▶ [PROBLEM TO WORK ON]
To answer, print the line containing "Where can you spot the suit" and each line after it in the listing below, exactly as they stand.

************

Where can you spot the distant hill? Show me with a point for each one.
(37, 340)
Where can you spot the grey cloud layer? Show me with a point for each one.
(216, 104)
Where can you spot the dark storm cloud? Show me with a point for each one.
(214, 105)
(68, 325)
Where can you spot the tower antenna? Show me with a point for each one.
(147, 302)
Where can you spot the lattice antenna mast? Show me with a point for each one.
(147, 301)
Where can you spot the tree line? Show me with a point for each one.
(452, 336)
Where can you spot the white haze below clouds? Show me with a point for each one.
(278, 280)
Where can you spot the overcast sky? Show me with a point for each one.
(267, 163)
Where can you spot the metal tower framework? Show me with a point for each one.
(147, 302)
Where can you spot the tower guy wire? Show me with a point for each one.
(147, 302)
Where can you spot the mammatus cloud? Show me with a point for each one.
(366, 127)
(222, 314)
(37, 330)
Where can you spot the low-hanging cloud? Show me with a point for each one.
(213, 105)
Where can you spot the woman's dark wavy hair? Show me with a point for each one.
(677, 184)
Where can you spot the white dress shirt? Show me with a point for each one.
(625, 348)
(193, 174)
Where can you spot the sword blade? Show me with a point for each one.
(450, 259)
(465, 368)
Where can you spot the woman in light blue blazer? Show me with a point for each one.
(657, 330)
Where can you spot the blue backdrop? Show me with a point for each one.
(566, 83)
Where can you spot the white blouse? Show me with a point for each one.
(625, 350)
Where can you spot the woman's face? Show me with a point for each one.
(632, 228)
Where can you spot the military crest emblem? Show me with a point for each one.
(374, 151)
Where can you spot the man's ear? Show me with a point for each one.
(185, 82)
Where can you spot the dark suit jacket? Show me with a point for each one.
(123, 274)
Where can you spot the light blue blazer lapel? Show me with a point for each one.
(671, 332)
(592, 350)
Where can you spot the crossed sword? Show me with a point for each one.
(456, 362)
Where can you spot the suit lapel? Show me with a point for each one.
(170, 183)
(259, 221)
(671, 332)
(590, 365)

************

▶ [EXERCISE SOLUTION]
Where can you spot the suit lapel? Show me with a point for each one.
(170, 183)
(259, 221)
(671, 332)
(590, 365)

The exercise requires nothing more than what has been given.